Provided text:
● ● ● ● ●
Studio album by BANTU
- Released: 9 June 2023
- Recorded: October 2022 – March 2023
- Studios: Blackstar Studio, Lagos, A.LR, Lagos, Manultec Soundlab Cologne
- Genres: Afrofunk, Afrobeat, Jazz
- Length: 43:13
- Label: Soledad Productions
- Producers: Aman Junaid & Ade Bantu

BANTU chronology
| Everybody Get Agenda (2020) | What Is Your Breaking Point? (2023) |  |

Singles from What Is Your Breaking Point?
- "Wayo and Division" Released: March 24, 2023; "Na Me Own My Body" Released: May 26, 2023; "Your Silence" Released: June 14, 2023;

= What Is Your Breaking Point? =

What Is Your Breaking Point? is the seventh studio album by Afrobeat and Afrofunk collective BANTU released on June 9, 2023, on Soledad Productions. The album features a fusion of Afrobeat, Afrofunk and Yourba musical influences. It explores themes of Africa's brain drain, post colonial trauma, gender oppression, social and class discrimination.

==Background==
The album was recorded over a six-month period from mid 2022 to early 2023 and marked a significant creative endeavour for the band. According to Ade Bantu the aim was to create a musical journey that seamlessly incorporates genres while inviting listeners in particular those in Nigeria, to reflect on the oppressive forces stifling individual and collective growth.

==Themes and lyrical content==
The album's title serves as a central theme, prompting listeners in Nigeria in particular to confront the social and political conditions under which they are currently living. It asks the question: how much longer are they are willing to tolerate the status quo. The lyrics address a range of topics, from divide and rule partisan politics, corruption, religious fanaticism, female empowerment, the scramble for Africa's resources, the Nigeria's End SARS protest movement, resurgence of Coup d'etas on the African continent and the ongoing brain drain. BANTU's signature style of storytelling, impactful messaging, and intricate instrumentation, showcasing the band's musical versatility and artistic depth is evident throughout the album.
● ● ● ● ●
Given data:
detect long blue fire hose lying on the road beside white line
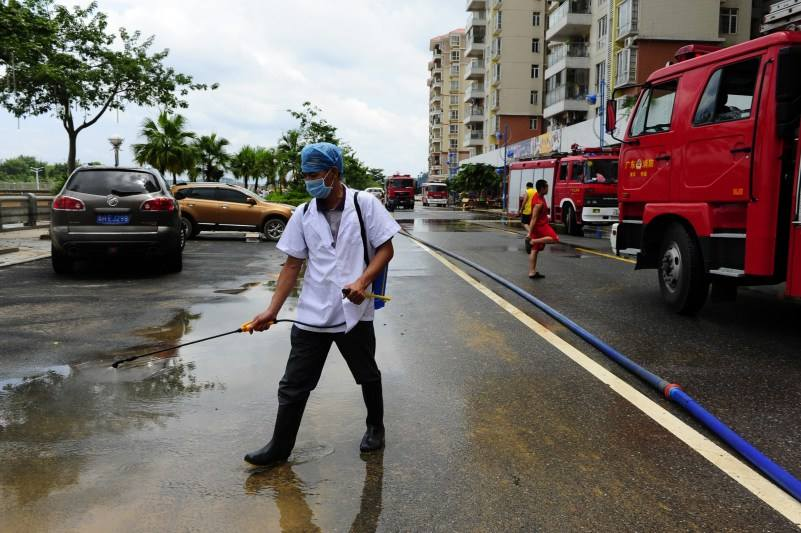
● ● ● ● ●
Required work:
(a) According to the article on the BANTU album, who produced What Is Your Breaking Point?
(b) Using the article on the BANTU album, decide whether each statement is accurate: (i) What Is Your Breaking Point? came out on June 9, 2023; (ii) it is the collective's fifth studio album; (iii) it was recorded at studios in Lagos and Cologne.
(c) Carry on the article about the BANTU album What Is Your Breaking Point?, starting after its last sentence.

Results for each task:
(a) Aman Junaid and Ade Bantu

(b)
(i) Yes: "released on June 9, 2023, on Soledad Productions"
(ii) No: "is the seventh studio album by Afrobeat and Afrofunk collective BANTU"
(iii) Yes: "Studios: Blackstar Studio, Lagos, A.LR, Lagos, Manultec Soundlab Cologne"

(c)
==Collaboration==
The single track "Na Me Own My Body" a song centered on the empowerment of women features the groups two female vocalists taking on lead vocal duties. It features a collaborations with African-American rapper Akua Naru. The songs is also a direct response to Nigeria's former President Buhari's infamous quip during a visit to Germany where he remarked that his wife's place was in the kitchen and bedroom.

==Critical reception==
What Is Your Breaking Point? received acclaim from music critics. Reviewers praised the album for its innovative blend of genres, thought provoking lyrics, and captivating studio performances. Music In Africa's Gabriel Myers Hansen wrote "The 13-piece collective's new album, a brazen 10-track manifesto not only strips back dire social circumstances that have bedevilled [insert African country] but also works as the soundtrack to an impending revolution"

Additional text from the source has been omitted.